- **Problem to solve**
Print all the entries verbatim.
* * * * *
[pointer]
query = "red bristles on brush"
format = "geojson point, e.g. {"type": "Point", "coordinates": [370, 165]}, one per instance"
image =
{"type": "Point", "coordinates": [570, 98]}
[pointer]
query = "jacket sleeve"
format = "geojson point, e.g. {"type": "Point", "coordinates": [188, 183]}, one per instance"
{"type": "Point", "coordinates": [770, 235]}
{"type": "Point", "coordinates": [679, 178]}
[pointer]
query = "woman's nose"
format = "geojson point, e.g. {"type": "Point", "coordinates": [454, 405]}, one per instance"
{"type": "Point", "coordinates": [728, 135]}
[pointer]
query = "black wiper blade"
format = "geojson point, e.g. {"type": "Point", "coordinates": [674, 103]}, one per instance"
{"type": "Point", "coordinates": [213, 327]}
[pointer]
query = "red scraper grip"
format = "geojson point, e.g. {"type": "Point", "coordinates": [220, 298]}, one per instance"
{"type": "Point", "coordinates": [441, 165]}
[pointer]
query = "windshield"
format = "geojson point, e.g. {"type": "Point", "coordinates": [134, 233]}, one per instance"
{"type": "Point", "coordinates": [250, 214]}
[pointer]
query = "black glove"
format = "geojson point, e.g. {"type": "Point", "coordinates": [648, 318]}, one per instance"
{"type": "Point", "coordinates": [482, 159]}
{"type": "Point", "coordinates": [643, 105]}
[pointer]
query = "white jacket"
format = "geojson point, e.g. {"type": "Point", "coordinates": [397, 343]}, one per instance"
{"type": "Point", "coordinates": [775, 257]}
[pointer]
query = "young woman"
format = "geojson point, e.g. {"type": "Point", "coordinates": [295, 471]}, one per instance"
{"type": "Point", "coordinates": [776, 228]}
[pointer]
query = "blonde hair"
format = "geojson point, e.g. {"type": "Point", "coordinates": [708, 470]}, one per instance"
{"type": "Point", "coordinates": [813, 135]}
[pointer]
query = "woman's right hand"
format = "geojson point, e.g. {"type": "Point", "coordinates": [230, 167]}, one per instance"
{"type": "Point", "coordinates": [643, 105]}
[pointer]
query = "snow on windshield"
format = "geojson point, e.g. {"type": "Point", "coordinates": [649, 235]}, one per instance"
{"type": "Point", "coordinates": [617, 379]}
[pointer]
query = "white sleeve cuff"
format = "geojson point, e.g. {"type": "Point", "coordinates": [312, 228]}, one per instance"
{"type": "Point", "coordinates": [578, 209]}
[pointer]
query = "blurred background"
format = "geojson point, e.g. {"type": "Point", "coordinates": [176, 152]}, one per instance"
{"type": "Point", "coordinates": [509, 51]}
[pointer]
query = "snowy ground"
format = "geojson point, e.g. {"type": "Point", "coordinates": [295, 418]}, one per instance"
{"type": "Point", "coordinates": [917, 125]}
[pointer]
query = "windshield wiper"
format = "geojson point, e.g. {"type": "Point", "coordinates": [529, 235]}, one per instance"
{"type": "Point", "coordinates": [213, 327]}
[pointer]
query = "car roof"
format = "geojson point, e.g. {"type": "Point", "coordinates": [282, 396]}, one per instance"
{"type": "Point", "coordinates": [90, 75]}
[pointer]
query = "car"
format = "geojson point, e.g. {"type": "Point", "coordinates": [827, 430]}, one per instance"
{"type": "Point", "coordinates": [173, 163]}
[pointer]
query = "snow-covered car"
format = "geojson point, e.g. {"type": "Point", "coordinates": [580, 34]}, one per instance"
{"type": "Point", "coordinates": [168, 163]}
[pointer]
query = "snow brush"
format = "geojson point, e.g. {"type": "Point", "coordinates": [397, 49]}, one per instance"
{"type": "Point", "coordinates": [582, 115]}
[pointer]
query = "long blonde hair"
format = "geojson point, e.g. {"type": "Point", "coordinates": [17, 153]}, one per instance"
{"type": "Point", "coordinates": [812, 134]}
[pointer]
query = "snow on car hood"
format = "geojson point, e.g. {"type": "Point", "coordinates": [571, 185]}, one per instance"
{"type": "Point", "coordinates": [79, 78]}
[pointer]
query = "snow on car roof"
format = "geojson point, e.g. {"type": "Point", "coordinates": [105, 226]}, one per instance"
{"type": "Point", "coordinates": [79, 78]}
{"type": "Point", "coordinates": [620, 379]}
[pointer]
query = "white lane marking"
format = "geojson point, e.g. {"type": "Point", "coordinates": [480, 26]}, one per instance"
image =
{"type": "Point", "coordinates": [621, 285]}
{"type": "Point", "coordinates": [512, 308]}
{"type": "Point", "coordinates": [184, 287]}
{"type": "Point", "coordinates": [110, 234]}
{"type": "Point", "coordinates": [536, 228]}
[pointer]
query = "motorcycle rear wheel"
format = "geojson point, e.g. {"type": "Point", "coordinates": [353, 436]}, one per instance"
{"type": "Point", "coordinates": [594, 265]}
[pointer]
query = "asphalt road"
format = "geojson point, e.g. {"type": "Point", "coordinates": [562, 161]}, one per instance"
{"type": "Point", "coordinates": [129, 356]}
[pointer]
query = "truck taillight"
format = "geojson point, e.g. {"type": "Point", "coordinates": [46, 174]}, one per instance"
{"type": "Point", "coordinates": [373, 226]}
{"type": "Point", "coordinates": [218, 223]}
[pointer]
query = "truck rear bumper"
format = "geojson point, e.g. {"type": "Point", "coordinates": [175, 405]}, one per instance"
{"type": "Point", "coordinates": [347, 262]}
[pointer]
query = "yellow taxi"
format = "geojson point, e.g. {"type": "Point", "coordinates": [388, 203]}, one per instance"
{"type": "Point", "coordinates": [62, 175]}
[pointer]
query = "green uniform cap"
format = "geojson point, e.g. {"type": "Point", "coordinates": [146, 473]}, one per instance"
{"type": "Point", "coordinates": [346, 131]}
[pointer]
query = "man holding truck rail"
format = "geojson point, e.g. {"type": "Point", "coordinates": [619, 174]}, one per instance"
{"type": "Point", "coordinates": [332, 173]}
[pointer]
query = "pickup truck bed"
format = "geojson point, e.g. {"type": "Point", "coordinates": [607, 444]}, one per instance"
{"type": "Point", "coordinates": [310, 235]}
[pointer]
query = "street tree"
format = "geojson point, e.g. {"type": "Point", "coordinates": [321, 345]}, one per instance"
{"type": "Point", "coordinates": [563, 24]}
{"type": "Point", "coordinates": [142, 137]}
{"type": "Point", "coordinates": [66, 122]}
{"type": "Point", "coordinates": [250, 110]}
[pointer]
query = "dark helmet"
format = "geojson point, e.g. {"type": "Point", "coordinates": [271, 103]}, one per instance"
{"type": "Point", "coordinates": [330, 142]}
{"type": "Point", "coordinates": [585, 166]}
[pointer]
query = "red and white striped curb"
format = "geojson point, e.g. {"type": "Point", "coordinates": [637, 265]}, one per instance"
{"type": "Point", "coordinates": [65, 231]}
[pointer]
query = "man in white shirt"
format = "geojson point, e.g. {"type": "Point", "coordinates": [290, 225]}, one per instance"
* * * * *
- **Written reply**
[pointer]
query = "red bristles on brush"
format = "geojson point, e.g. {"type": "Point", "coordinates": [370, 165]}, one per instance"
image =
{"type": "Point", "coordinates": [570, 98]}
[pointer]
query = "jacket sleeve"
format = "geojson point, e.g. {"type": "Point", "coordinates": [188, 183]}, one per instance"
{"type": "Point", "coordinates": [770, 235]}
{"type": "Point", "coordinates": [679, 178]}
[pointer]
query = "woman's nose"
format = "geojson point, e.g. {"type": "Point", "coordinates": [454, 405]}, one per instance"
{"type": "Point", "coordinates": [728, 135]}
[pointer]
query = "black wiper blade"
format = "geojson point, e.g. {"type": "Point", "coordinates": [674, 103]}, one per instance"
{"type": "Point", "coordinates": [213, 327]}
[pointer]
query = "red scraper grip"
format = "geojson point, e.g. {"type": "Point", "coordinates": [220, 298]}, one per instance"
{"type": "Point", "coordinates": [441, 165]}
[pointer]
query = "windshield"
format = "geojson point, e.g. {"type": "Point", "coordinates": [134, 233]}, one per instance"
{"type": "Point", "coordinates": [250, 214]}
[pointer]
query = "black glove"
format = "geojson point, e.g. {"type": "Point", "coordinates": [648, 318]}, one per instance"
{"type": "Point", "coordinates": [482, 159]}
{"type": "Point", "coordinates": [643, 105]}
[pointer]
query = "white jacket"
format = "geojson point, e.g. {"type": "Point", "coordinates": [397, 343]}, one per instance"
{"type": "Point", "coordinates": [775, 257]}
[pointer]
query = "young woman"
format = "geojson point, e.g. {"type": "Point", "coordinates": [295, 471]}, one per instance"
{"type": "Point", "coordinates": [776, 228]}
[pointer]
query = "blonde hair"
format = "geojson point, e.g. {"type": "Point", "coordinates": [708, 470]}, one per instance"
{"type": "Point", "coordinates": [813, 135]}
[pointer]
query = "woman's right hand"
format = "geojson point, e.g. {"type": "Point", "coordinates": [230, 167]}, one per instance"
{"type": "Point", "coordinates": [643, 105]}
[pointer]
query = "snow on windshield"
format = "geojson point, e.g. {"type": "Point", "coordinates": [649, 235]}, one per instance"
{"type": "Point", "coordinates": [617, 379]}
[pointer]
query = "white sleeve cuff"
format = "geojson point, e.g. {"type": "Point", "coordinates": [312, 228]}, one per instance"
{"type": "Point", "coordinates": [578, 209]}
[pointer]
query = "blurred background"
format = "geojson point, e.g. {"type": "Point", "coordinates": [176, 152]}, one per instance"
{"type": "Point", "coordinates": [509, 51]}
[pointer]
query = "snowy ground"
format = "geojson point, e.g. {"type": "Point", "coordinates": [295, 418]}, one per instance"
{"type": "Point", "coordinates": [917, 125]}
[pointer]
query = "windshield wiper"
format = "geojson point, e.g. {"type": "Point", "coordinates": [529, 235]}, one per instance"
{"type": "Point", "coordinates": [213, 327]}
[pointer]
query = "car roof"
format = "geojson point, e.g. {"type": "Point", "coordinates": [282, 396]}, one per instance"
{"type": "Point", "coordinates": [90, 75]}
[pointer]
query = "car"
format = "geojson point, e.g. {"type": "Point", "coordinates": [827, 430]}, one per instance"
{"type": "Point", "coordinates": [173, 163]}
[pointer]
query = "snow-covered car"
format = "geojson point, e.g. {"type": "Point", "coordinates": [580, 34]}, one per instance"
{"type": "Point", "coordinates": [168, 163]}
[pointer]
query = "snow brush"
format = "geojson point, e.g. {"type": "Point", "coordinates": [397, 49]}, one per instance"
{"type": "Point", "coordinates": [582, 115]}
[pointer]
query = "long blonde hair"
format = "geojson point, e.g. {"type": "Point", "coordinates": [17, 153]}, one per instance"
{"type": "Point", "coordinates": [812, 134]}
[pointer]
query = "snow on car hood"
format = "geojson point, e.g. {"type": "Point", "coordinates": [571, 185]}, one per instance"
{"type": "Point", "coordinates": [79, 78]}
[pointer]
query = "snow on car roof"
format = "geojson point, e.g. {"type": "Point", "coordinates": [105, 226]}, one per instance"
{"type": "Point", "coordinates": [79, 78]}
{"type": "Point", "coordinates": [620, 379]}
[pointer]
query = "white lane marking"
format = "geojson point, e.g. {"type": "Point", "coordinates": [480, 26]}, one per instance"
image =
{"type": "Point", "coordinates": [621, 285]}
{"type": "Point", "coordinates": [512, 308]}
{"type": "Point", "coordinates": [184, 287]}
{"type": "Point", "coordinates": [110, 234]}
{"type": "Point", "coordinates": [536, 228]}
[pointer]
query = "motorcycle rear wheel"
format = "geojson point, e.g. {"type": "Point", "coordinates": [353, 436]}, one per instance"
{"type": "Point", "coordinates": [594, 265]}
[pointer]
query = "asphalt road"
format = "geojson point, e.g. {"type": "Point", "coordinates": [562, 161]}, one per instance"
{"type": "Point", "coordinates": [129, 356]}
[pointer]
query = "truck taillight"
format = "geojson point, e.g. {"type": "Point", "coordinates": [46, 174]}, one per instance"
{"type": "Point", "coordinates": [373, 226]}
{"type": "Point", "coordinates": [218, 223]}
[pointer]
query = "truck rear bumper"
format = "geojson point, e.g. {"type": "Point", "coordinates": [175, 405]}, one per instance"
{"type": "Point", "coordinates": [347, 262]}
[pointer]
query = "yellow taxi"
format = "geojson point, e.g. {"type": "Point", "coordinates": [388, 203]}, one per instance"
{"type": "Point", "coordinates": [62, 175]}
[pointer]
query = "green uniform cap"
format = "geojson point, e.g. {"type": "Point", "coordinates": [146, 473]}, one per instance"
{"type": "Point", "coordinates": [346, 131]}
[pointer]
query = "man holding truck rail"
format = "geojson point, e.g. {"type": "Point", "coordinates": [619, 174]}, one per instance"
{"type": "Point", "coordinates": [332, 173]}
[pointer]
query = "pickup truck bed"
format = "geojson point, e.g. {"type": "Point", "coordinates": [607, 444]}, one per instance"
{"type": "Point", "coordinates": [310, 235]}
[pointer]
query = "street tree"
format = "geojson point, e.g. {"type": "Point", "coordinates": [321, 345]}, one per instance"
{"type": "Point", "coordinates": [563, 24]}
{"type": "Point", "coordinates": [142, 137]}
{"type": "Point", "coordinates": [66, 122]}
{"type": "Point", "coordinates": [250, 110]}
[pointer]
query = "dark helmet"
format = "geojson point, e.g. {"type": "Point", "coordinates": [271, 103]}, one per instance"
{"type": "Point", "coordinates": [330, 142]}
{"type": "Point", "coordinates": [585, 166]}
[pointer]
query = "red and white striped curb"
format = "geojson point, e.g. {"type": "Point", "coordinates": [637, 265]}, one per instance"
{"type": "Point", "coordinates": [65, 231]}
[pointer]
query = "man in white shirt"
format = "geojson point, e.g. {"type": "Point", "coordinates": [290, 225]}, one per instance"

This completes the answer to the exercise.